* begin *
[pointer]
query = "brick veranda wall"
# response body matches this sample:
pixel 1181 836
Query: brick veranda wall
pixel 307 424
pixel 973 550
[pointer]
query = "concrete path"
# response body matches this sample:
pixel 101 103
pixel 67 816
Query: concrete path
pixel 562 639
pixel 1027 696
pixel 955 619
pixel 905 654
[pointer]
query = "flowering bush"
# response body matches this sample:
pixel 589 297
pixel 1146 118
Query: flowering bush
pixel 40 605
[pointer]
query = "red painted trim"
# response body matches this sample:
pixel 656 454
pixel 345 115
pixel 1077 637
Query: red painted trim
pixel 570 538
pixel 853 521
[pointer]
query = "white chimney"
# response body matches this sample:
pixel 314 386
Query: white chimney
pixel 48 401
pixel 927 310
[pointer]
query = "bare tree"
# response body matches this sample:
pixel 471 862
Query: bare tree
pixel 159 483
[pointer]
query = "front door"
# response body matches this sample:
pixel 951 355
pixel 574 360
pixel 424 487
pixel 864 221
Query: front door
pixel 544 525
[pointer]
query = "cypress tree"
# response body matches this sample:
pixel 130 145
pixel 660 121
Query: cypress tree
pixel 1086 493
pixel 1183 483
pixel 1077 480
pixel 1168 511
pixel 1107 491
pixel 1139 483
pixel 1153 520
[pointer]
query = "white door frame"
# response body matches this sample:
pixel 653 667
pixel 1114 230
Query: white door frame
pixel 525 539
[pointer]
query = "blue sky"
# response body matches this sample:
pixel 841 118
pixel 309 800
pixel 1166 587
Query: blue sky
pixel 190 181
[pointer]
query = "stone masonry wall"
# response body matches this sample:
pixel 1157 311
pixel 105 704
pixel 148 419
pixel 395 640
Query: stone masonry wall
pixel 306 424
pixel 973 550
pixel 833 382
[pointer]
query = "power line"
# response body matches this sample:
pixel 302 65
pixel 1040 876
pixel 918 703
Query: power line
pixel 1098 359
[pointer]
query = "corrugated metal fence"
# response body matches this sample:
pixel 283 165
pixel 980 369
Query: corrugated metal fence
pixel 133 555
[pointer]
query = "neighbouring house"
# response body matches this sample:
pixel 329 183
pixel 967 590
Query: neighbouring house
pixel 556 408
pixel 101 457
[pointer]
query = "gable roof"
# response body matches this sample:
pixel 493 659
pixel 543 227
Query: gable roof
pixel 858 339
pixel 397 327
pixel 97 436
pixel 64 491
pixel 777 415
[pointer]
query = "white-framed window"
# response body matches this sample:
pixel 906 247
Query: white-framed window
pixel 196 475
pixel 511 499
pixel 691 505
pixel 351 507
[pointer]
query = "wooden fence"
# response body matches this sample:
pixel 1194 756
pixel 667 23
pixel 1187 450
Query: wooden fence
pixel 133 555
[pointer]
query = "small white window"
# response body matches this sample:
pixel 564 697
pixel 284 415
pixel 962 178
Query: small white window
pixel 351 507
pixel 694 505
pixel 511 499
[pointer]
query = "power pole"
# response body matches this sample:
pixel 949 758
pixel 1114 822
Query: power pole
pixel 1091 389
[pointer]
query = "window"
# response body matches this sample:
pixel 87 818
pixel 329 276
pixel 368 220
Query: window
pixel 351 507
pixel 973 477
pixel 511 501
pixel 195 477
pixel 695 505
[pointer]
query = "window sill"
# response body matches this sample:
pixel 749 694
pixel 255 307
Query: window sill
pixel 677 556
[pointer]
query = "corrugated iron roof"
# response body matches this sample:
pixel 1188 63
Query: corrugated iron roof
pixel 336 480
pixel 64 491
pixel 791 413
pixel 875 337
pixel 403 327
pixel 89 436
* end *
OBJECTIVE: Reproduce every line of the material above exactly.

TASK OUTPUT:
[pointer]
query = "brick veranda wall"
# response body matches this sample:
pixel 1181 836
Query: brick veranda wall
pixel 307 424
pixel 973 550
[pointer]
query = "concrete path"
# response body matches this sample:
pixel 101 103
pixel 67 816
Query: concrete path
pixel 562 639
pixel 1027 696
pixel 955 619
pixel 905 654
[pointer]
query = "flowering bush"
# response body matches this sample:
pixel 589 297
pixel 1146 118
Query: flowering bush
pixel 40 605
[pointer]
query = "red painted trim"
# response body matches this sample:
pixel 656 454
pixel 345 115
pixel 1077 637
Query: red painted trim
pixel 570 538
pixel 853 521
[pointer]
query = "white chimney"
# response body matches this sample:
pixel 314 386
Query: white chimney
pixel 48 401
pixel 927 310
[pointer]
query = "bare tree"
# response body matches this sample:
pixel 471 862
Query: bare tree
pixel 159 483
[pointer]
query = "front door"
# response body matches this sample:
pixel 951 355
pixel 574 360
pixel 424 487
pixel 864 221
Query: front door
pixel 544 525
[pointer]
query = "cypress tree"
# response body matches this sample:
pixel 130 145
pixel 660 121
Query: cypress tree
pixel 1086 493
pixel 1183 483
pixel 1077 480
pixel 1168 511
pixel 1107 491
pixel 1139 483
pixel 1153 520
[pointer]
query = "white door frame"
# response body matches this sample:
pixel 653 667
pixel 1114 230
Query: white door frame
pixel 525 539
[pointer]
query = "blue sky"
# response body matches this sample:
pixel 841 118
pixel 309 800
pixel 1166 587
Query: blue sky
pixel 190 181
[pointer]
query = "stone masonry wall"
# response body matches this sample:
pixel 1157 311
pixel 105 704
pixel 148 419
pixel 395 640
Query: stone masonry wall
pixel 306 424
pixel 973 550
pixel 833 382
[pointer]
query = "power line"
# response body matches this sample:
pixel 302 65
pixel 1040 876
pixel 918 703
Query: power line
pixel 1098 359
[pointer]
query = "corrugated metal fence"
# response body matches this sample:
pixel 283 165
pixel 980 369
Query: corrugated metal fence
pixel 133 555
[pointer]
query = "neighbouring house"
# response body matches this sample:
pixel 329 183
pixel 967 590
Query: neighbouring house
pixel 556 408
pixel 101 457
[pointer]
query = "gable roof"
# response body matches this sample:
pixel 493 659
pixel 543 227
Query: gable roof
pixel 858 339
pixel 397 327
pixel 97 436
pixel 64 491
pixel 777 415
[pointer]
query = "white-framed window"
# response body matches this sample:
pixel 906 247
Query: white-framed window
pixel 196 475
pixel 511 499
pixel 691 505
pixel 351 507
[pointer]
query = "wooden fence"
# response body matches this sample:
pixel 1194 756
pixel 667 23
pixel 1187 450
Query: wooden fence
pixel 133 555
[pointer]
query = "small white window"
# response body matches this sample:
pixel 564 697
pixel 284 415
pixel 962 178
Query: small white window
pixel 351 507
pixel 694 505
pixel 511 499
[pointer]
query = "power pole"
# response body matches this sample:
pixel 949 758
pixel 1114 822
Query: power pole
pixel 1091 389
[pointer]
query = "window"
# response body matches this sample:
pixel 87 818
pixel 329 276
pixel 368 220
Query: window
pixel 351 507
pixel 973 477
pixel 511 501
pixel 195 477
pixel 695 505
[pointer]
query = "window sill"
# response body matches this sample:
pixel 749 694
pixel 255 307
Query: window sill
pixel 677 556
[pointer]
query = "corrugated iron roof"
# response body matches this sample:
pixel 1188 63
Query: corrugated iron roof
pixel 336 480
pixel 64 491
pixel 791 413
pixel 875 337
pixel 403 327
pixel 89 436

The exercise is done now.